### ARTICLE
PREDICTIVE MULTI-LAYER RESOURCE SLICING FOR 5G NETWORKS

Authors

  • S. V. Sulima National Technical University of Ukraine “Igor Sikorsky Kyiv Polytechnic Institute”, Kyiv, Ukraine
  • Ie. D. Karashevych National Technical University of Ukraine “Igor Sikorsky Kyiv Polytechnic Institute”, Kyiv, Ukraine

DOI:

https://doi.org/10.15588/1607-3274-2026-2-2

Keywords:

carbon-aware networking, multi-layer slicing, 5G/6G, predictive orchestration, bursty traffic, M/G/1 queueing, edge-cloud, sustainable networking

Abstract

Context. The rapid deployment of 5G networks and the emergence of 6G architectures introduce unprecedented traffic heterogeneity and burstiness across radio, edge, and core domains. Meanwhile, the energy footprint of mobile infrastructure is becoming a major sustainability concern, as carbon emissions increasingly shape network operation policies.
Objective. This work aims to design a predictive carbon-aware multi-layer resource slicing framework for RAN – edge – core 5G/6G networks that jointly optimizes latency, cost, energy, and carbon emissions under bursty traffic conditions.
Method. The proposed approach integrates an M/G/1-based queuing model for accurate representation of heavy-tailed service times and bursty arrival patterns; hybrid short-term/long-term forecasting of both traffic load and regional carbon intensity; and multi-objective optimization for carbon-aware VNF placement and traffic steering across network layers. A proactive – reactive orchestration mechanism performs predictive resource pre-allocation and runtime scaling.

### SUPPLIED INFORMATION
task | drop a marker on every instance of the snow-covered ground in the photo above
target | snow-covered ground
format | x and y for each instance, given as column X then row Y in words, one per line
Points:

### WORK INSTRUCTIONS
**a)** According to the abstract, what type of queuing model does the proposed approach integrate?
**b)** Quote the abstract from "Method. The proposed" up to and including "and runtime scaling.".

### FULL ANSWERS
**a)** An M/G/1-based queuing model.

**b)**
Method. The proposed approach integrates an M/G/1-based queuing model for accurate representation of heavy-tailed service times and bursty arrival patterns; hybrid short-term/long-term forecasting of both traffic load and regional carbon intensity; and multi-objective optimization for carbon-aware VNF placement and traffic steering across network layers. A proactive – reactive orchestration mechanism performs predictive resource pre-allocation and runtime scaling.